TASK TO COMPLETE
Print every record below exactly as it stands.

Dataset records
- - -
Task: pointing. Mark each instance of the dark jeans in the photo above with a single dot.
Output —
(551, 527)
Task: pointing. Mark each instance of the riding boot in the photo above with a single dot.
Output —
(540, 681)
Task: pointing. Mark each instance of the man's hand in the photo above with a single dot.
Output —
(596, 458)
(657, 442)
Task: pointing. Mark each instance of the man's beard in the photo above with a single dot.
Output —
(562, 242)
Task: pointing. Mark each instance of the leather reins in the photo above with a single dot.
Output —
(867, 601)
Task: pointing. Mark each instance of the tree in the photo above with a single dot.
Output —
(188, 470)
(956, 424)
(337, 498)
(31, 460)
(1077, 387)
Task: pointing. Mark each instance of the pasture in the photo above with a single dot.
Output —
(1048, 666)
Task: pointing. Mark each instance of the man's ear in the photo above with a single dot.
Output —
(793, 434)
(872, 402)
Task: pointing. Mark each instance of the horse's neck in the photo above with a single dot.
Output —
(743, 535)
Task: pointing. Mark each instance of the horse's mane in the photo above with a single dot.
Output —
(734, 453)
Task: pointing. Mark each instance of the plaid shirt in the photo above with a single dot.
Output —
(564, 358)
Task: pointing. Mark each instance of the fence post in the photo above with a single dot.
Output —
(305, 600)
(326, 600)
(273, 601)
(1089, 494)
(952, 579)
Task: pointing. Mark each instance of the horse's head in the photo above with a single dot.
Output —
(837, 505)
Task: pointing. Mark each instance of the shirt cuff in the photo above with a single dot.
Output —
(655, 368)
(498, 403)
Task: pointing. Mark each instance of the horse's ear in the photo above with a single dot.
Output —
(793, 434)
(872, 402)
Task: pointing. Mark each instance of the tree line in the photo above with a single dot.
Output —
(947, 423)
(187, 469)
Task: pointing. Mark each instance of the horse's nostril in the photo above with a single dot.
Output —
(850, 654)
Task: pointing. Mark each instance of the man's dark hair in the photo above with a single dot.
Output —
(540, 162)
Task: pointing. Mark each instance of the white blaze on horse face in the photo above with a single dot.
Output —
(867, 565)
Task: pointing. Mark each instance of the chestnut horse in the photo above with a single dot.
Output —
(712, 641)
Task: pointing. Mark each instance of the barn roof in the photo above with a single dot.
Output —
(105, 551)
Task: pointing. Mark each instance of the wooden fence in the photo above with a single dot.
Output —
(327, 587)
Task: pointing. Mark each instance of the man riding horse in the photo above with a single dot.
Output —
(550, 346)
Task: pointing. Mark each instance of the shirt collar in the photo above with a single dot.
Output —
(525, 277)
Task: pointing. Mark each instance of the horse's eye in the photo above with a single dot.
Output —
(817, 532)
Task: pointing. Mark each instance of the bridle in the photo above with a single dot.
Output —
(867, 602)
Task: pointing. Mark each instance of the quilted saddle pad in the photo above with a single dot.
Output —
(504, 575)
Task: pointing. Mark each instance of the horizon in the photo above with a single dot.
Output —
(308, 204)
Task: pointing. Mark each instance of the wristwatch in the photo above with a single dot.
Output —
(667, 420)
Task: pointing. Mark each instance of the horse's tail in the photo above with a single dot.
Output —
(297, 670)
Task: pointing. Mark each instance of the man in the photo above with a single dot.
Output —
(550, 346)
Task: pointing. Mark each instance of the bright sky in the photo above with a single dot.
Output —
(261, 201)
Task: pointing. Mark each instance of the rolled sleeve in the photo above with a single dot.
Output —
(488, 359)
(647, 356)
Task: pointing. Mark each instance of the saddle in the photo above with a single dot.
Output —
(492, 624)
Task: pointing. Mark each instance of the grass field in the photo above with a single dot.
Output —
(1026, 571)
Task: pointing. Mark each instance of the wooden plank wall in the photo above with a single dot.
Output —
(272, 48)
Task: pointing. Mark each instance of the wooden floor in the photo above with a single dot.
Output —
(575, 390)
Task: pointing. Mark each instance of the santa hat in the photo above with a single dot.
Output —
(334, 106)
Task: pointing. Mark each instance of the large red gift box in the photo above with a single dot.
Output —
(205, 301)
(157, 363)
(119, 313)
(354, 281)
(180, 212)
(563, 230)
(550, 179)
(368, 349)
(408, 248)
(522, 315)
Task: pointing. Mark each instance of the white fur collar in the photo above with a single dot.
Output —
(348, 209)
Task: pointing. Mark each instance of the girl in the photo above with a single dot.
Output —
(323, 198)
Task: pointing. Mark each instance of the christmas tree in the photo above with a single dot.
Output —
- - -
SOLUTION FOR THIS EXERCISE
Task: pointing. Mark each instance of the dark jeans in the photo above with a single dot.
Output —
(551, 527)
Task: pointing. Mark each instance of the riding boot in the photo above with a single dot.
Output —
(540, 681)
Task: pointing. Mark each instance of the man's hand in the photo above with a single dot.
Output —
(596, 458)
(657, 442)
Task: pointing. Mark each instance of the man's beard in the photo above with a single dot.
Output —
(562, 242)
Task: pointing. Mark each instance of the leather reins in the photo above with a single dot.
Output —
(867, 601)
Task: pointing. Mark each instance of the tree in the photo above with a single dot.
Output —
(188, 470)
(956, 424)
(337, 498)
(31, 460)
(1077, 387)
Task: pointing. Mark each instance of the pasture in the photo above with a single dot.
Output —
(1048, 666)
Task: pointing. Mark each instance of the man's ear in the photo above with a single dot.
Output —
(793, 434)
(872, 402)
Task: pointing. Mark each instance of the horse's neck in the photo above with a single dot.
Output —
(743, 535)
Task: pointing. Mark each instance of the horse's mane in the photo above with a single dot.
Output —
(734, 453)
Task: pointing. Mark each instance of the plaid shirt in the photo above with a single dot.
Output —
(564, 358)
Task: pointing. Mark each instance of the fence post in the photo above with a single dot.
Output —
(305, 600)
(326, 600)
(273, 601)
(1089, 494)
(952, 579)
Task: pointing. Mark each instance of the horse's head in the photo above with a single dot.
Output —
(837, 505)
Task: pointing. Mark each instance of the shirt cuff in the photo above with a single dot.
Output —
(655, 368)
(498, 403)
Task: pointing. Mark each instance of the horse's ear in the photo above with a single dot.
Output —
(793, 434)
(872, 402)
Task: pointing. Mark each instance of the tree line in the photo above with a single dot.
Output —
(947, 423)
(187, 469)
Task: pointing. Mark each instance of the horse's nostril in the photo above with a single dot.
Output —
(850, 654)
Task: pointing. Mark each instance of the man's dark hair in the photo above with a single dot.
Output —
(540, 162)
Task: pointing. Mark each instance of the white blaze on horse face in the photo above with a single dot.
Output —
(867, 565)
Task: pointing. Mark each instance of the chestnut horse in the photo above with a single dot.
Output —
(712, 641)
Task: pointing. Mark each instance of the barn roof in the photo above with a single dot.
Output —
(105, 551)
Task: pointing. Mark each instance of the wooden fence in the photo above with a single dot.
Output —
(327, 587)
Task: pointing. Mark each instance of the man riding horse in the photo above with a single dot.
Output —
(550, 346)
Task: pointing. Mark each instance of the shirt collar in the photo above with a single dot.
Output —
(525, 277)
Task: pointing. Mark each instance of the horse's eye in the photo above with a single dot.
Output —
(817, 532)
Task: pointing. Mark each instance of the bridle in the photo above with a single dot.
Output —
(867, 602)
Task: pointing. Mark each instance of the quilted saddle pad in the photo above with a single dot.
Output —
(504, 575)
Task: pointing. Mark each instance of the horizon in the photo above with a single dot.
Output —
(308, 204)
Task: pointing. Mark each instance of the wristwatch in the photo above with a single dot.
Output —
(667, 420)
Task: pointing. Mark each instance of the horse's tail in the photo above with a single dot.
Output —
(297, 670)
Task: pointing. Mark each instance of the man in the photo above with a single dot.
Output —
(550, 346)
Task: pointing. Mark each instance of the bright sky in the photo above with a single dot.
Output —
(261, 201)
Task: pointing. Mark each instance of the rolled sleeve in the photo above with a single dot.
Output —
(488, 359)
(647, 356)
Task: pointing. Mark each instance of the saddle in the photo above with a single dot.
Output —
(492, 624)
Task: pointing. Mark each instance of the grass field in the photo above with a single dot.
Output —
(1026, 571)
Task: pointing. Mark each instance of the wooden plank wall in the photo above with a single dot.
Output —
(272, 48)
Task: pointing. Mark each instance of the wooden floor in the photo above with a single dot.
Output —
(575, 390)
Task: pointing. Mark each instance of the santa hat in the photo above with a single dot.
Output —
(334, 106)
Task: pointing. Mark each instance of the large red gift box in the photo above with a single dot.
Output —
(205, 301)
(157, 363)
(119, 313)
(354, 281)
(180, 212)
(563, 230)
(550, 179)
(368, 349)
(408, 248)
(522, 315)
Task: pointing. Mark each instance of the white fur collar in the photo above with a single dot.
Output —
(348, 209)
Task: pointing. Mark each instance of the girl in the photo above with a single dot.
Output —
(323, 198)
Task: pointing. Mark each instance of the christmas tree in the photo above with a single dot.
Output —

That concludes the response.